Your instructions →
Going through the data below, copy out each line where the word "Dataset" shows up.

Data supplied →
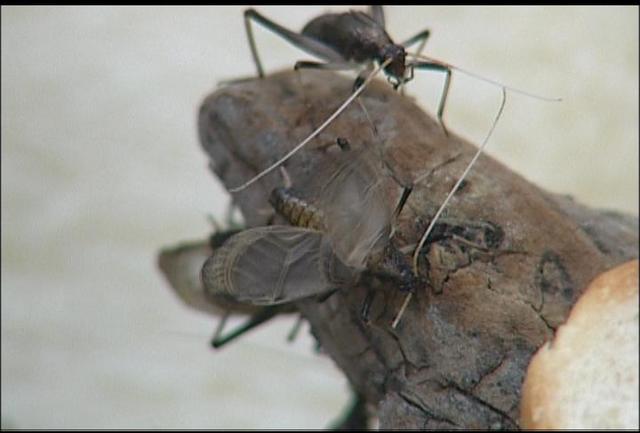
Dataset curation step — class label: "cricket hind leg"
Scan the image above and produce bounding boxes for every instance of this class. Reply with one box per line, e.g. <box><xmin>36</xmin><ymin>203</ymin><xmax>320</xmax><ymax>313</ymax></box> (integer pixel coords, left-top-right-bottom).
<box><xmin>369</xmin><ymin>5</ymin><xmax>385</xmax><ymax>28</ymax></box>
<box><xmin>244</xmin><ymin>8</ymin><xmax>346</xmax><ymax>78</ymax></box>
<box><xmin>210</xmin><ymin>306</ymin><xmax>281</xmax><ymax>349</ymax></box>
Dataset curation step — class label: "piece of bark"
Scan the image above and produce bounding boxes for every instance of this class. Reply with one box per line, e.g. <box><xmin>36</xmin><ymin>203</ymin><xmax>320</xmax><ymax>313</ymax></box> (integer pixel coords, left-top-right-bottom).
<box><xmin>197</xmin><ymin>70</ymin><xmax>639</xmax><ymax>429</ymax></box>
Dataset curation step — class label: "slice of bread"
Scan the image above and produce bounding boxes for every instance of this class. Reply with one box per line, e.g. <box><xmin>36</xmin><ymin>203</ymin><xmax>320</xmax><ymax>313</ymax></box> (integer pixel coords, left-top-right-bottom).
<box><xmin>520</xmin><ymin>259</ymin><xmax>639</xmax><ymax>429</ymax></box>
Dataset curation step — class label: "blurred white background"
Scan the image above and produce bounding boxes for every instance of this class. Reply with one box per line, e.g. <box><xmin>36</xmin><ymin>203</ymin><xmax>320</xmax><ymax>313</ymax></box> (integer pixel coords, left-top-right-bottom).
<box><xmin>1</xmin><ymin>5</ymin><xmax>638</xmax><ymax>429</ymax></box>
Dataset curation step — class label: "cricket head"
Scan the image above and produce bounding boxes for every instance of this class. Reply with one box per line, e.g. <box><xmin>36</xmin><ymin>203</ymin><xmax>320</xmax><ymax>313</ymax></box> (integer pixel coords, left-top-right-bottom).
<box><xmin>379</xmin><ymin>44</ymin><xmax>407</xmax><ymax>89</ymax></box>
<box><xmin>368</xmin><ymin>242</ymin><xmax>420</xmax><ymax>294</ymax></box>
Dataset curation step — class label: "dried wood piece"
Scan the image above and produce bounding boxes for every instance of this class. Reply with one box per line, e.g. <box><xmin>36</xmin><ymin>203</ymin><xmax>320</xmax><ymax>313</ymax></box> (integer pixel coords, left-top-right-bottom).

Completed task →
Dataset curation step — class label: "cricket hind leg"
Dataset curation step — class label: "piece of bark"
Dataset curation step — class label: "slice of bread"
Dataset curation step — class label: "blurred white background"
Dataset curation step — class label: "cricket head"
Dataset curation step — class label: "dried wood piece"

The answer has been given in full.